» **Your instructions**: The records below must be written out exactly, with every picture left behind.

» **Dataset rows**:
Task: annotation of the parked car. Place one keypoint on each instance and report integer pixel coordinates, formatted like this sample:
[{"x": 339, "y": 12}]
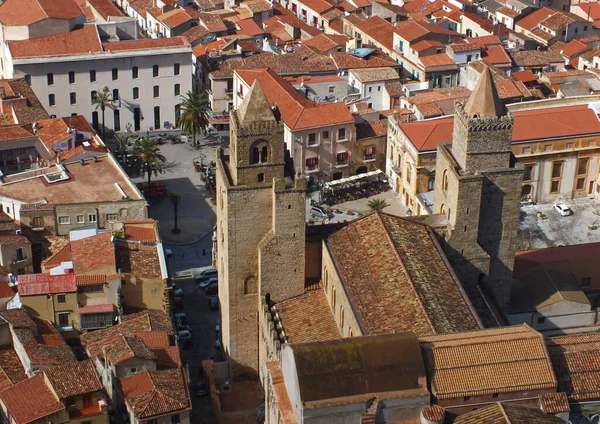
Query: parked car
[
  {"x": 177, "y": 291},
  {"x": 201, "y": 390},
  {"x": 205, "y": 274},
  {"x": 213, "y": 303},
  {"x": 209, "y": 281},
  {"x": 562, "y": 209},
  {"x": 212, "y": 290}
]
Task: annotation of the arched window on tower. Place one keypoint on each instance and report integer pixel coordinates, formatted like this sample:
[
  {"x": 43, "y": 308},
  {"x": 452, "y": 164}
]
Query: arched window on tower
[{"x": 260, "y": 152}]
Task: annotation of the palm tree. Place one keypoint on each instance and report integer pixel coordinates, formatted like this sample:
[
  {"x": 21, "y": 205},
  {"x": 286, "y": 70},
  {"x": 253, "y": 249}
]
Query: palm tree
[
  {"x": 175, "y": 199},
  {"x": 122, "y": 141},
  {"x": 150, "y": 158},
  {"x": 377, "y": 204},
  {"x": 101, "y": 101},
  {"x": 193, "y": 116}
]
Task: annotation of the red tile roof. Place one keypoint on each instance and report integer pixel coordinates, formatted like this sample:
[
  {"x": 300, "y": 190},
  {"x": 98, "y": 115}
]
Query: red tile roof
[
  {"x": 376, "y": 254},
  {"x": 156, "y": 393},
  {"x": 27, "y": 12},
  {"x": 145, "y": 44},
  {"x": 39, "y": 403},
  {"x": 297, "y": 111},
  {"x": 81, "y": 40},
  {"x": 41, "y": 284},
  {"x": 74, "y": 379}
]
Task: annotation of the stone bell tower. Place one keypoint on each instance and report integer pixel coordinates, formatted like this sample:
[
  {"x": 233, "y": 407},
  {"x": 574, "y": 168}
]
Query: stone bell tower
[
  {"x": 478, "y": 188},
  {"x": 260, "y": 228}
]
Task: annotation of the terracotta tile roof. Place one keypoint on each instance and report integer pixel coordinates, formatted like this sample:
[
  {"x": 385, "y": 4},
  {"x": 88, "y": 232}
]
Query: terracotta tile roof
[
  {"x": 297, "y": 112},
  {"x": 157, "y": 393},
  {"x": 138, "y": 260},
  {"x": 554, "y": 403},
  {"x": 532, "y": 20},
  {"x": 502, "y": 360},
  {"x": 27, "y": 12},
  {"x": 95, "y": 254},
  {"x": 81, "y": 40},
  {"x": 11, "y": 369},
  {"x": 374, "y": 74},
  {"x": 324, "y": 42},
  {"x": 507, "y": 413},
  {"x": 576, "y": 360},
  {"x": 105, "y": 8},
  {"x": 42, "y": 284},
  {"x": 378, "y": 29},
  {"x": 145, "y": 44},
  {"x": 425, "y": 300},
  {"x": 25, "y": 409},
  {"x": 308, "y": 318},
  {"x": 102, "y": 308},
  {"x": 77, "y": 378}
]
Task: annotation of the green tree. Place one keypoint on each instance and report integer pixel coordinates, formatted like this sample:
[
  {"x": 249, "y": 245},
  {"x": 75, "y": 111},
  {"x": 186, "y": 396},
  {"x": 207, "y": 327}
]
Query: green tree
[
  {"x": 122, "y": 141},
  {"x": 175, "y": 199},
  {"x": 101, "y": 101},
  {"x": 193, "y": 116},
  {"x": 377, "y": 204},
  {"x": 150, "y": 159}
]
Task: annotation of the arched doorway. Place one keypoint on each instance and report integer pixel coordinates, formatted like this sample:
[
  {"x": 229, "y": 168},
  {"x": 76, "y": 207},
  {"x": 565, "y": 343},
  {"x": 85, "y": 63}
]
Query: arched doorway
[{"x": 526, "y": 192}]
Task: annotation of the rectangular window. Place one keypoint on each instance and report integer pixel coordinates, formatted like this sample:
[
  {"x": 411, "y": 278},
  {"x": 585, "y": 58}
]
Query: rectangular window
[
  {"x": 63, "y": 320},
  {"x": 556, "y": 169},
  {"x": 582, "y": 166},
  {"x": 527, "y": 172}
]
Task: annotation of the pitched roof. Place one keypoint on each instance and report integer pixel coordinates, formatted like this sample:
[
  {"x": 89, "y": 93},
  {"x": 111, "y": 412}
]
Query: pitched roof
[
  {"x": 377, "y": 254},
  {"x": 484, "y": 102},
  {"x": 359, "y": 365},
  {"x": 156, "y": 393},
  {"x": 544, "y": 287},
  {"x": 576, "y": 361},
  {"x": 42, "y": 284},
  {"x": 297, "y": 111},
  {"x": 507, "y": 413},
  {"x": 27, "y": 12},
  {"x": 475, "y": 363},
  {"x": 73, "y": 379},
  {"x": 39, "y": 404},
  {"x": 308, "y": 318},
  {"x": 81, "y": 40}
]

» **Result**:
Task: annotation of the parked car. Place one keypoint on each instance and report integer pixel coordinates, formatted like this sample:
[{"x": 339, "y": 12}]
Query: parked car
[
  {"x": 177, "y": 291},
  {"x": 201, "y": 390},
  {"x": 205, "y": 274},
  {"x": 213, "y": 303},
  {"x": 209, "y": 281},
  {"x": 562, "y": 209},
  {"x": 212, "y": 290}
]
Task: annotation of the arched window on tower. Place one keypoint on each instance and report integer pixel coordinates, formatted like this sample:
[
  {"x": 43, "y": 308},
  {"x": 452, "y": 164}
]
Query: arched window on tower
[{"x": 260, "y": 152}]
Task: annotation of the palm tree. Place one keypoint on each instance and report integer pixel coordinates, formatted like this sample:
[
  {"x": 21, "y": 205},
  {"x": 286, "y": 70},
  {"x": 253, "y": 249}
]
Query: palm tree
[
  {"x": 175, "y": 199},
  {"x": 122, "y": 141},
  {"x": 150, "y": 158},
  {"x": 377, "y": 204},
  {"x": 101, "y": 101},
  {"x": 193, "y": 116}
]
Task: annotation of the red tile roof. Place one keypoint on each instance and report integer pixel coordinates, formatted like this sample:
[
  {"x": 300, "y": 190},
  {"x": 98, "y": 115}
]
Query: red tile roof
[
  {"x": 376, "y": 254},
  {"x": 156, "y": 393},
  {"x": 27, "y": 12},
  {"x": 145, "y": 44},
  {"x": 39, "y": 403},
  {"x": 297, "y": 111},
  {"x": 81, "y": 40},
  {"x": 41, "y": 284},
  {"x": 74, "y": 379}
]
Task: annotation of the stone bell tower. Place one keypoint on each instance and report integer pixel coordinates, formatted like this sample:
[
  {"x": 233, "y": 407},
  {"x": 574, "y": 168}
]
Query: stone bell tower
[
  {"x": 478, "y": 188},
  {"x": 260, "y": 228}
]
Task: annotation of the terracotta tile roof. Place one keypoint on each instance and report integer pixel coordinates, formatted like this sample:
[
  {"x": 385, "y": 4},
  {"x": 88, "y": 232}
]
Query: terracotta tile roof
[
  {"x": 297, "y": 112},
  {"x": 157, "y": 393},
  {"x": 138, "y": 260},
  {"x": 554, "y": 403},
  {"x": 532, "y": 20},
  {"x": 502, "y": 360},
  {"x": 27, "y": 12},
  {"x": 95, "y": 254},
  {"x": 81, "y": 40},
  {"x": 11, "y": 369},
  {"x": 374, "y": 74},
  {"x": 324, "y": 42},
  {"x": 507, "y": 413},
  {"x": 576, "y": 360},
  {"x": 105, "y": 8},
  {"x": 42, "y": 284},
  {"x": 378, "y": 29},
  {"x": 145, "y": 44},
  {"x": 425, "y": 300},
  {"x": 25, "y": 409},
  {"x": 308, "y": 318},
  {"x": 102, "y": 308},
  {"x": 77, "y": 378}
]
Task: annotation of the green tree. Place one keypoint on each instance and report integer pixel coordinates, formatted like this sample:
[
  {"x": 249, "y": 245},
  {"x": 75, "y": 111},
  {"x": 186, "y": 396},
  {"x": 207, "y": 327}
]
Query: green tree
[
  {"x": 122, "y": 141},
  {"x": 175, "y": 199},
  {"x": 101, "y": 101},
  {"x": 193, "y": 116},
  {"x": 377, "y": 204},
  {"x": 150, "y": 159}
]
Task: annotation of the arched doorway. Place one keypoint on each instance and report integer pixel coordinates, formatted like this sample:
[
  {"x": 229, "y": 168},
  {"x": 76, "y": 207},
  {"x": 565, "y": 343},
  {"x": 85, "y": 63}
]
Query: arched doorway
[{"x": 526, "y": 192}]
Task: annotation of the rectangular window. Place one keypoint on each instance and report integer pixel coordinates, formatted like this sample:
[
  {"x": 411, "y": 278},
  {"x": 585, "y": 58}
]
Query: rectangular window
[
  {"x": 63, "y": 320},
  {"x": 556, "y": 169},
  {"x": 582, "y": 166},
  {"x": 527, "y": 172}
]
Task: annotation of the pitched roof. Place one keypoint on each instance and report integer pixel coordinates, formatted like this sample:
[
  {"x": 89, "y": 93},
  {"x": 111, "y": 412}
]
Query: pitched roof
[
  {"x": 377, "y": 254},
  {"x": 484, "y": 102},
  {"x": 359, "y": 365},
  {"x": 156, "y": 393},
  {"x": 544, "y": 287},
  {"x": 576, "y": 361},
  {"x": 42, "y": 284},
  {"x": 297, "y": 111},
  {"x": 507, "y": 413},
  {"x": 27, "y": 12},
  {"x": 475, "y": 363},
  {"x": 73, "y": 379},
  {"x": 39, "y": 404},
  {"x": 308, "y": 318},
  {"x": 81, "y": 40}
]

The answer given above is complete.